- Parti dell'esercizio:
a – Riassumi per favore in due frasi il brano su Germania anno zero.
b – Aggiorna il brano su Germania anno zero nel tratto da "Di anno in anno" fino a "loro ardua sopravvivenza." e riscrivi quel tratto mettendo "cinismo" al posto di "egoismo".

- Brano estratto:
Di anno in anno Zero – I 75 di Germania anno zero
Un racconto breve di Wolfgang Borchert, intitolato Il pane, racconta di una moglie tedesca che, nell’immediato dopoguerra, per porre fine alla fame notturna del marito, rinuncia a una fetta del suo pane accampando la scusa di trovarlo indigesto. Edmund e la sua famiglia in Germania anno zero non possono neppure concedersi questo lusso, anzi i grandi (padre infermo, e fratello) manifestano anche un certo egoismo nei momenti più bui della loro ardua sopravvivenza.
Berlino 1946, la città è ancora un cumulo di macerie, il dodicenne Edmund Koehler vaga tra le macerie alla ricerca di lavoretti ed espedienti che gli consentano di aiutare la propria famiglia composta da un padre gravemente malato, una sorella, Eva, che esce con gli alleati per ottenere qualche sigaretta, e il fratello Karl Heinz, ex soldato senza documenti che vive nascosto in clandestinità per la paura di finire in campo di concentramento. Lo stato di miseria e disperazione, in cui giorno dopo giorno la famiglia Koehler piomba, porta il ragazzino a compiere l’estremo atto di parricidio senza tener conto del senso di colpa.

Il film di Roberto Rossellini è l’espressione di un neorealismo che amplia lo sguardo e valica i confini nazionali per raccontare come si vive la ricostruzione dove la guerra è stata più feroce. Una voce off, subito dopo un cartello introduttivo, specifica come il film sia un quadro obiettivo e fedele della città distrutta in cui i tedeschi, non da demonizzare e neppure da celebrare, vivano nella tragedia come loro elemento naturale. Un didascalismo necessario nel 1947 che denota, però, d’altra parte, una grande apertura al confronto e alla comprensione nel mostrare un’umanità ovunque vittima della brutalità di ideologie folli e devastanti. La voce off chiede allo spettatore di essere clemente, e di comprendere il giovane Edmund, che diventa dunque emblema di un’inquietudine e di una ingenuità comune ad un intero popolo. Tra le macerie, i vagabondi, i ladri, gli sciacalli non vi sono più punti di riferimento. Non c’è un nuovo Stato, non c’è un vero aiuto da parte degli alleati. Edmund, nella sua ricerca di lavoro e di punti di riferimento, incontra il suo maestro elementare e di lui si fida, tanto da dar retta ai suoi ragionamenti sconclusionati e immorali che consigliano di liberarsi delle zavorre per sopravvivere senza eccedere con i sentimentalismi. Chi dovrebbe essere una guida, un pilastro della crescita per un ragazzino, schiacciato dal peso di un’età adulta che le circostanze e l’egoismo familiare hanno obbligato a varcare, è in realtà il mostruoso artefice di una barbara tragedia, insostenibile e fatale.

- Materiale fornito:

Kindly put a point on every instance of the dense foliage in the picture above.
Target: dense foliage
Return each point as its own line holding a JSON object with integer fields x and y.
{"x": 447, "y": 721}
--
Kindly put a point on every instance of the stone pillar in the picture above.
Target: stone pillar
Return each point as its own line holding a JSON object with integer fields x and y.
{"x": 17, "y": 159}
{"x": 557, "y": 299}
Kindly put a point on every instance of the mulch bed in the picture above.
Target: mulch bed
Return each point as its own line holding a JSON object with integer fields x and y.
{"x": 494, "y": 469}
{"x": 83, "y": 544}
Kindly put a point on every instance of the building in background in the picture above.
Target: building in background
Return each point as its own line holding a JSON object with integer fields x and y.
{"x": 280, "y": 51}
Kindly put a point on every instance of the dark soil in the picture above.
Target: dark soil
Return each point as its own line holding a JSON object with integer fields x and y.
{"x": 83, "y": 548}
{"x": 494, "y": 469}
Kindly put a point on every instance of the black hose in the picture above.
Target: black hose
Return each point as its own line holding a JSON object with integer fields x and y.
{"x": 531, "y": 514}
--
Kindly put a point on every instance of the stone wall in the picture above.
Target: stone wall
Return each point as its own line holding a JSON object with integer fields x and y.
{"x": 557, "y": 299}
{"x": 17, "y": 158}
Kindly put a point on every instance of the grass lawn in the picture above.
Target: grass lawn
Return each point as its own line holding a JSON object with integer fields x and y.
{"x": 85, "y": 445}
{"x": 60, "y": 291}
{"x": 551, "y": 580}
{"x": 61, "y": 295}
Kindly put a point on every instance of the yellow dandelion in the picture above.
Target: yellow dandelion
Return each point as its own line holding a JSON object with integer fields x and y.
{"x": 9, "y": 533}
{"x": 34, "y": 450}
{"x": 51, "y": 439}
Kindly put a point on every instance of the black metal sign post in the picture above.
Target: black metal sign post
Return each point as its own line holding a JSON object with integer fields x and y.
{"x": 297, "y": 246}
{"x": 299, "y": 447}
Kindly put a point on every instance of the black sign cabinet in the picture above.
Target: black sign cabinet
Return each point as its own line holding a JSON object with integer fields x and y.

- Risposte per compito:
a – Nella Berlino del 1946 ridotta in macerie, il dodicenne Edmund Koehler cerca lavoretti ed espedienti per aiutare la famiglia, e la miseria lo porta infine al parricidio. Il film di Roberto Rossellini, espressione di un neorealismo che valica i confini nazionali, mostra i tedeschi senza demonizzarli né celebrarli e indica nel maestro elementare di Edmund, con i suoi ragionamenti immorali, l'artefice della tragedia.

b –
Di anno in anno Zero – I 75 di Germania anno zero
Un racconto breve di Wolfgang Borchert, intitolato Il pane, racconta di una moglie tedesca che, nell’immediato dopoguerra, per porre fine alla fame notturna del marito, rinuncia a una fetta del suo pane accampando la scusa di trovarlo indigesto. Edmund e la sua famiglia in Germania anno zero non possono neppure concedersi questo lusso, anzi i grandi (padre infermo, e fratello) manifestano anche un certo cinismo nei momenti più bui della loro ardua sopravvivenza.